Reproduce each record exactly, leaving nothing out.

---- DATA

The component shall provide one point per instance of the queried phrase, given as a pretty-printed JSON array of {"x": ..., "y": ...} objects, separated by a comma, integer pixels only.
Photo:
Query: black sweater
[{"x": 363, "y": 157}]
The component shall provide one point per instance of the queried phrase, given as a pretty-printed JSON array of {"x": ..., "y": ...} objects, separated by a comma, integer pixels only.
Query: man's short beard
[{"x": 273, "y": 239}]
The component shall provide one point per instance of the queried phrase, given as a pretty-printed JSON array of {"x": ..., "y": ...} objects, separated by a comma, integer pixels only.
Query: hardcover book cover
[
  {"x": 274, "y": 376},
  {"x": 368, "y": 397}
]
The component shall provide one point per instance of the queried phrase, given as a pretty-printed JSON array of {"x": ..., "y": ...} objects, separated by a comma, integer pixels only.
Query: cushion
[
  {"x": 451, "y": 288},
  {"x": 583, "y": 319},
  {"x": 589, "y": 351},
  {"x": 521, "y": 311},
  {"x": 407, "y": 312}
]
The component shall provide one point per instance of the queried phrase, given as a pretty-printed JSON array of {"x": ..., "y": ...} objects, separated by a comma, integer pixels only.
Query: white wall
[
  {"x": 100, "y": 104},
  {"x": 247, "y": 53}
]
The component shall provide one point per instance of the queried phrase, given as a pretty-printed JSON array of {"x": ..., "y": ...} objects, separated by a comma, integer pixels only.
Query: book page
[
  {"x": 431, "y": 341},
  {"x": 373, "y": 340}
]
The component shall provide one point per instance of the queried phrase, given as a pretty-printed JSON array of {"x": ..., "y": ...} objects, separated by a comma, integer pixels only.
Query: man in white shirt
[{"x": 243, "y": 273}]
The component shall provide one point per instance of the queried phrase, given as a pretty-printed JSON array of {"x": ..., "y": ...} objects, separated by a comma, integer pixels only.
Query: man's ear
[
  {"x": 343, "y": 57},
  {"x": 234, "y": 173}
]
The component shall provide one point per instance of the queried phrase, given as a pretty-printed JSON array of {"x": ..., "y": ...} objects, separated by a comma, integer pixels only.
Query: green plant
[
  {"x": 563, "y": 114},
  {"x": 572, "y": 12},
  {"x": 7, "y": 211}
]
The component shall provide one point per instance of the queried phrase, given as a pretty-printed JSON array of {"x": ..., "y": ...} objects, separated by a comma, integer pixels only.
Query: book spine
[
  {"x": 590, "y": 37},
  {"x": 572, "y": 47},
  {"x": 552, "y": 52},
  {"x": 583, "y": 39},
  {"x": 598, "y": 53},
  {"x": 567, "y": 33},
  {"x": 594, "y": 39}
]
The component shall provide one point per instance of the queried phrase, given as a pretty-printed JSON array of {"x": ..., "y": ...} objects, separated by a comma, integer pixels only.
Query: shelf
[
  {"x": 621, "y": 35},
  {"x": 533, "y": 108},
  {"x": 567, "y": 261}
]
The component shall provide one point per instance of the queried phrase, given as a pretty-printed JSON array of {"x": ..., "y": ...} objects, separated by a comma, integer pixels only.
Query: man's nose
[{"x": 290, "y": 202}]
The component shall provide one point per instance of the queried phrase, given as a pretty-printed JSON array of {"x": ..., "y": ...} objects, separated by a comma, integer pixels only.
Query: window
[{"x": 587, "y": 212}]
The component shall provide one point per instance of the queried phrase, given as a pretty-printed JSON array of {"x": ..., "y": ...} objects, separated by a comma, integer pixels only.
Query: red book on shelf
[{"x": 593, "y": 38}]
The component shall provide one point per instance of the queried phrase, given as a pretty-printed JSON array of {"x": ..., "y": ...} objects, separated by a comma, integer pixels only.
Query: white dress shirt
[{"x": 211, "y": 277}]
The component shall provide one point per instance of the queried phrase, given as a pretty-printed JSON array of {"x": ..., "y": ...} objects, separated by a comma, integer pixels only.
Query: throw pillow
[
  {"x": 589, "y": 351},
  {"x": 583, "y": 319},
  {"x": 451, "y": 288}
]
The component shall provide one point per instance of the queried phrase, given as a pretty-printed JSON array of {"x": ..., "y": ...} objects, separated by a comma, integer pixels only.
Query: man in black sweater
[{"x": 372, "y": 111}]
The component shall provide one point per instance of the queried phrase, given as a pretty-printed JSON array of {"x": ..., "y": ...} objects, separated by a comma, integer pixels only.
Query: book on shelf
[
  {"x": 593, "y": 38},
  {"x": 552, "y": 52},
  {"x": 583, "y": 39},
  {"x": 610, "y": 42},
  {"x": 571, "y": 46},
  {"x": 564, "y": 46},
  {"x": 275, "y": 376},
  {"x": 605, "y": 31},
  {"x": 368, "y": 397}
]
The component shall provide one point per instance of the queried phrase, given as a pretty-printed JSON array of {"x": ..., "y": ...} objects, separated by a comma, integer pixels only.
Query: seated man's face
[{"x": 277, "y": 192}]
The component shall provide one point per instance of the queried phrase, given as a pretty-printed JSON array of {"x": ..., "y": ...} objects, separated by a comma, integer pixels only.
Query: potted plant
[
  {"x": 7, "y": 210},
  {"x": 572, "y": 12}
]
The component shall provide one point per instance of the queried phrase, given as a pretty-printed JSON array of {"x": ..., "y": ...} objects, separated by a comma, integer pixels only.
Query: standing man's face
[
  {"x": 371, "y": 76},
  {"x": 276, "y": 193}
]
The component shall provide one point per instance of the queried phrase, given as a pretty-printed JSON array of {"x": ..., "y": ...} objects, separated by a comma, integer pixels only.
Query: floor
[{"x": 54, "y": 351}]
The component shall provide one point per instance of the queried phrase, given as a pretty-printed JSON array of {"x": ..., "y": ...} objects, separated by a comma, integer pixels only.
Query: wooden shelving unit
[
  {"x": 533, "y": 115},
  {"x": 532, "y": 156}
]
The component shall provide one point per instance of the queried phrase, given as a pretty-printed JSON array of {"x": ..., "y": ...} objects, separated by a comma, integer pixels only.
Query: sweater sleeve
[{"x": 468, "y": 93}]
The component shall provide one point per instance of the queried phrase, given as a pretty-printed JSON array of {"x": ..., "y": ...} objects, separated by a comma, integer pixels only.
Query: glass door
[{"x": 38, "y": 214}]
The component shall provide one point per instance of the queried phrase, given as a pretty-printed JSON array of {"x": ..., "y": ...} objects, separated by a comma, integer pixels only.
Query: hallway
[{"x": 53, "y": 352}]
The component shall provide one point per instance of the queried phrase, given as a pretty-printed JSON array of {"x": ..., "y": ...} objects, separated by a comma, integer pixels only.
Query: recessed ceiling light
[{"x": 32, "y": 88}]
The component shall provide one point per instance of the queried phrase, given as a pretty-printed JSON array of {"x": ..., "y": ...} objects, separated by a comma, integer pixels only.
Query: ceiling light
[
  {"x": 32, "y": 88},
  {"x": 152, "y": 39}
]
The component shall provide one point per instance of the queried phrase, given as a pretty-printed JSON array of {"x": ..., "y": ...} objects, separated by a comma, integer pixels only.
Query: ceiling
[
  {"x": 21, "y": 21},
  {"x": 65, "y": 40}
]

--------

- [TASK ANSWER]
The component shall provide one point per instance of the queried phrase, given as a pretty-printed JSON array of {"x": ..., "y": ...} objects, separated by a comma, integer pixels only.
Photo:
Query: black sweater
[{"x": 363, "y": 157}]
The component shall provide one point per instance of the queried phrase, given as a pretty-printed JSON array of {"x": ..., "y": ...} objects, separated by a comma, integer pixels only.
Query: man's short beard
[{"x": 273, "y": 239}]
The component shall provide one point per instance of the queried phrase, given as a pretty-printed JSON array of {"x": ..., "y": ...} objects, separated by a comma, integer pixels only.
Query: hardcover book cover
[
  {"x": 274, "y": 376},
  {"x": 368, "y": 397}
]
The component shall provide one point per instance of the queried phrase, given as a pretty-printed JSON array of {"x": ..., "y": ...} objects, separated by a comma, integer pixels only.
Query: cushion
[
  {"x": 451, "y": 288},
  {"x": 583, "y": 319},
  {"x": 589, "y": 351},
  {"x": 521, "y": 311},
  {"x": 407, "y": 312}
]
The component shall provide one point per instance of the queried phrase, given as a pretty-printed JSON array of {"x": ..., "y": ...} objects, separated by a comma, integer pixels only.
Query: white wall
[
  {"x": 100, "y": 104},
  {"x": 247, "y": 53}
]
The component shall provide one point per instance of the queried phrase, given as a pretty-printed JSON array of {"x": ..., "y": ...} objects, separated by a comma, integer pixels only.
Query: book page
[
  {"x": 431, "y": 341},
  {"x": 373, "y": 340}
]
The component shall provide one point per instance of the queried phrase, given as a pretty-printed JSON array of {"x": ..., "y": ...} objects, separated by a comma, integer pixels only.
Query: man in white shirt
[{"x": 243, "y": 273}]
The component shall provide one point per instance of the queried phrase, given as a pretty-printed JSON array of {"x": ..., "y": ...} objects, separated by a comma, integer pixels only.
Query: man's ear
[
  {"x": 343, "y": 57},
  {"x": 234, "y": 173}
]
The component shall provide one point per instance of the queried phrase, given as a pretty-printed JSON array of {"x": ..., "y": ...} objects, separated by a comma, integer pixels only.
Query: green plant
[
  {"x": 563, "y": 114},
  {"x": 572, "y": 12},
  {"x": 7, "y": 211}
]
The component shall provide one point per instance of the queried phrase, given as a pretty-printed JSON array of {"x": ..., "y": ...} objects, separated by a comma, integer pixels only.
Query: book spine
[
  {"x": 590, "y": 37},
  {"x": 572, "y": 47},
  {"x": 552, "y": 52},
  {"x": 583, "y": 39},
  {"x": 598, "y": 53},
  {"x": 567, "y": 33},
  {"x": 594, "y": 39}
]
The component shall provide one point per instance of the queried phrase, given as a pretty-printed JSON array of {"x": ..., "y": ...} objects, separated by a comma, integer pixels only.
Query: shelf
[
  {"x": 621, "y": 35},
  {"x": 533, "y": 108},
  {"x": 567, "y": 261}
]
The component shall provide one point per instance of the queried phrase, given as a pretty-printed JSON array of {"x": ..., "y": ...} objects, separated by a comma, integer pixels only.
Query: man's nose
[{"x": 290, "y": 202}]
The component shall provide one point per instance of the queried phrase, given as a pretty-printed JSON array of {"x": ..., "y": ...} objects, separated by a comma, integer pixels only.
Query: window
[{"x": 587, "y": 212}]
The component shall provide one point per instance of the queried phrase, given as a pretty-printed JSON array of {"x": ..., "y": ...} objects, separated by a comma, integer pixels only.
Query: red book on shelf
[{"x": 593, "y": 38}]
The component shall provide one point per instance of the queried phrase, given as a pretty-printed JSON array of {"x": ..., "y": ...} objects, separated by a comma, integer pixels only.
Query: white dress shirt
[{"x": 211, "y": 277}]
The component shall provide one point per instance of the queried phrase, given as a pretty-printed JSON array of {"x": ..., "y": ...} objects, separated by a comma, integer pixels only.
Query: throw pillow
[
  {"x": 589, "y": 351},
  {"x": 583, "y": 319},
  {"x": 451, "y": 288}
]
The component shall provide one point per instance of the queried phrase, given as a pretty-printed JSON array of {"x": ..., "y": ...} objects, separated by a comma, integer pixels only.
Query: man in black sweater
[{"x": 372, "y": 111}]
The component shall provide one point per instance of the queried phrase, given as a pretty-printed JSON array of {"x": ..., "y": ...} objects, separated by a comma, integer pixels only.
Query: book on shelf
[
  {"x": 593, "y": 38},
  {"x": 552, "y": 52},
  {"x": 583, "y": 39},
  {"x": 610, "y": 42},
  {"x": 571, "y": 46},
  {"x": 564, "y": 46},
  {"x": 275, "y": 376},
  {"x": 605, "y": 31},
  {"x": 368, "y": 397}
]
The component shall provide one point per instance of the queried phrase, given as a pretty-printed JSON array of {"x": ..., "y": ...} objects, separated by a comma, integer pixels only.
Query: seated man's face
[{"x": 277, "y": 192}]
The component shall provide one point per instance of the queried phrase, given as a pretty-printed JSON array of {"x": ..., "y": ...} objects, separated by a comma, integer pixels only.
Query: potted plant
[
  {"x": 7, "y": 210},
  {"x": 572, "y": 12}
]
The component shall provide one point per instance of the queried phrase, given as a pretty-printed JSON array of {"x": ..., "y": ...} objects, separated by a comma, integer pixels only.
Query: standing man's face
[
  {"x": 371, "y": 76},
  {"x": 276, "y": 193}
]
The component shall provide one point per instance of the queried phrase, given as a pretty-printed JSON array of {"x": ..., "y": ...} objects, separated by a comma, integer pixels only.
Query: floor
[{"x": 54, "y": 351}]
The component shall provide one point per instance of the queried phrase, given as a pretty-printed JSON array of {"x": ..., "y": ...} objects, separated by a comma, integer pixels only.
Query: wooden shelving unit
[
  {"x": 533, "y": 115},
  {"x": 532, "y": 156}
]
The component shall provide one point per instance of the queried phrase, given as a pretty-printed JSON array of {"x": ..., "y": ...} objects, separated by a comma, integer pixels only.
Query: sweater sleeve
[{"x": 468, "y": 93}]
The component shall provide one point per instance of the queried phrase, given as a pretty-printed JSON array of {"x": ..., "y": ...} objects, separated by a comma, integer pixels only.
Query: glass door
[{"x": 38, "y": 214}]
The component shall provide one point per instance of the queried phrase, given as a pretty-printed JSON array of {"x": ..., "y": ...} objects, separated by a comma, integer pixels only.
Query: hallway
[{"x": 53, "y": 352}]
The component shall provide one point per instance of the queried phrase, given as a pretty-printed JSON array of {"x": ..., "y": ...} objects, separated by a comma, integer pixels only.
Query: recessed ceiling light
[{"x": 32, "y": 88}]
The component shall provide one point per instance of the queried phrase, given as a pretty-printed JSON array of {"x": ..., "y": ...} objects, separated by a comma, integer pixels only.
Query: ceiling light
[
  {"x": 32, "y": 88},
  {"x": 152, "y": 39}
]
The component shall provide one point per instance of the queried phrase, given as a pretty-printed JSON array of {"x": ..., "y": ...} objects, separated by a comma, integer pixels only.
Query: ceiling
[
  {"x": 21, "y": 21},
  {"x": 65, "y": 40}
]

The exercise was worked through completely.